What this exercise asks:
- A) Could you reproduce, word for word, the passage of the email on app telemetry and privacy from "On 03/07/12 03:18, Justin" to "given their histories)."?
- B) How might the email on app telemetry and privacy go on? Write the next part, picking up right after its final line.

──────── Selected text

On 03/07/12 03:18, Justin Dolske wrote:
> That might be, but I think it's an assumption worth challenging (in the
> intellectual, where-is-the-line really sense)!
Sure :-)
> So far as privacy invasions go it's pretty minor. I presume all the
> other major/popular "app" platforms are doing similar things to some
> degree (and likely in a more brazen fashion, given their histories).
Well, other platforms have app stores, and obviously they know what
you've downloaded. On iPhone, therefore, Apple knows pretty much every
app everyone has installed (except developers). On Android, though, one
can install 3rd party apps, perhaps via another store. Does Google get
sent details of those? (Genuine question; I don't know.)
And even if they do know what apps you have installed, they don't know
which ones you use and for how long (which the telemetry data would tell
us).
> I would submit that it's well withing the realm of consideration, as
> long as we're (1) careful and responsible in what we collect (as
> Telemetry is today in Firefox), and (2) we have have an appropriate
> privacy policy in place (saying that it's all aggregated, and there's no
> per-user tracking).

────────────────
──────── Data lines

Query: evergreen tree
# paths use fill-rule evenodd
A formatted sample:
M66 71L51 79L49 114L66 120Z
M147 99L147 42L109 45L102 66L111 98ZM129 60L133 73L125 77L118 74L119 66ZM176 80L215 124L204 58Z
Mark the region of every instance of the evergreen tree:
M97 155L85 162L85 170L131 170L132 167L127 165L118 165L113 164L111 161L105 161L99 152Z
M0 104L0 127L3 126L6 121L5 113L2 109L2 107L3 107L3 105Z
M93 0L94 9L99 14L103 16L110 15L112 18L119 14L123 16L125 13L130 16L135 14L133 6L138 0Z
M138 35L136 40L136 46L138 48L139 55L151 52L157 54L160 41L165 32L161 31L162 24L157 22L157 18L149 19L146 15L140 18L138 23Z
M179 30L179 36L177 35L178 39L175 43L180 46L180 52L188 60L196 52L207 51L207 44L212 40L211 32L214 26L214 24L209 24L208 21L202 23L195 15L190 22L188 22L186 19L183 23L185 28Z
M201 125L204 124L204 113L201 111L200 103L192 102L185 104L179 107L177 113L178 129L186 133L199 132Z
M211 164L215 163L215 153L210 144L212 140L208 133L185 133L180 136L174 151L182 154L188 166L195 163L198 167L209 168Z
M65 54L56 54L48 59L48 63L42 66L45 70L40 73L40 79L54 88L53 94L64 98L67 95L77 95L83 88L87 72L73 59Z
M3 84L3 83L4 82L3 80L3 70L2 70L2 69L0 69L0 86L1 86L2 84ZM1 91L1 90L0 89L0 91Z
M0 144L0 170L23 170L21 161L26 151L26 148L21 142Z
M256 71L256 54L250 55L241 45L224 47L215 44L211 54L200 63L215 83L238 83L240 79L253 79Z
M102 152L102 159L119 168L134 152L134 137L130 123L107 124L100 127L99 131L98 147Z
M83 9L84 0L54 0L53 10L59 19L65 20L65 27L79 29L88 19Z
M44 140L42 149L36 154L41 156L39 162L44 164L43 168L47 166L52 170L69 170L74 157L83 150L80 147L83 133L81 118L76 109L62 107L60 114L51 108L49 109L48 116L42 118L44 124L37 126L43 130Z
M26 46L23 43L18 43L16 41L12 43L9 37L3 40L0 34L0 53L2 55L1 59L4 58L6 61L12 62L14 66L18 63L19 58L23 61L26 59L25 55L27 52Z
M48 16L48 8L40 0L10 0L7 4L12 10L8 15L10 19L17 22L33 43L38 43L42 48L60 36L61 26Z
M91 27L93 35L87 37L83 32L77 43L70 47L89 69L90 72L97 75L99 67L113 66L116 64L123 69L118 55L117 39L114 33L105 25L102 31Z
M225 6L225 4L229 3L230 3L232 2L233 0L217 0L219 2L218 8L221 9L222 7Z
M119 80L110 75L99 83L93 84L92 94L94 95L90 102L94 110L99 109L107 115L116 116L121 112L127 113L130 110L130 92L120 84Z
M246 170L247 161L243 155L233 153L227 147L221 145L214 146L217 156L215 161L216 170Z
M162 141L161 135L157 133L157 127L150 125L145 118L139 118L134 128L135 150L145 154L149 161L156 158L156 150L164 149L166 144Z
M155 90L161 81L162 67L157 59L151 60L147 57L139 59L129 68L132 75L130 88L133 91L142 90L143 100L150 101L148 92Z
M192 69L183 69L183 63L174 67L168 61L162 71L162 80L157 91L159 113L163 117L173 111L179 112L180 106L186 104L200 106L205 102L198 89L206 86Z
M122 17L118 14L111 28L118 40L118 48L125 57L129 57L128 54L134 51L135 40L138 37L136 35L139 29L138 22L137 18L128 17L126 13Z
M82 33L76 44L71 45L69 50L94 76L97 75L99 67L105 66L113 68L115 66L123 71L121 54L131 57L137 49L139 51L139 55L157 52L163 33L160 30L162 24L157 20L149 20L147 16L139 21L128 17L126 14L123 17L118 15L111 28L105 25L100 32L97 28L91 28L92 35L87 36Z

────────────────

Replies:
- A)
On 03/07/12 03:18, Justin Dolske wrote:
> That might be, but I think it's an assumption worth challenging (in the
> intellectual, where-is-the-line really sense)!
Sure :-)
> So far as privacy invasions go it's pretty minor. I presume all the
> other major/popular "app" platforms are doing similar things to some
> degree (and likely in a more brazen fashion, given their histories).

- B)
Aggregated on a per-app basis? Surely it would need to be more
fine-grained than that; you can't lump together telemetry measurements
from wildly disparate hardware. And what if you have a few outliers
where performance is poor, and want to look at them individually in more
detail?
If such restrictions are part of the deal we make when we turn this on,
we need to remember that, and not then loosen them later because the
data is tempting.
> Also, Web Apps are basically a new thing with new
> (and likely often unformed) expectations.
I'm not sure that's an argument for either side. If what we are
proposing is not a good thing for other reasons, then the idea that we
may be able to get users to swallow it because they have unformed
expectations is not reassuring! :-)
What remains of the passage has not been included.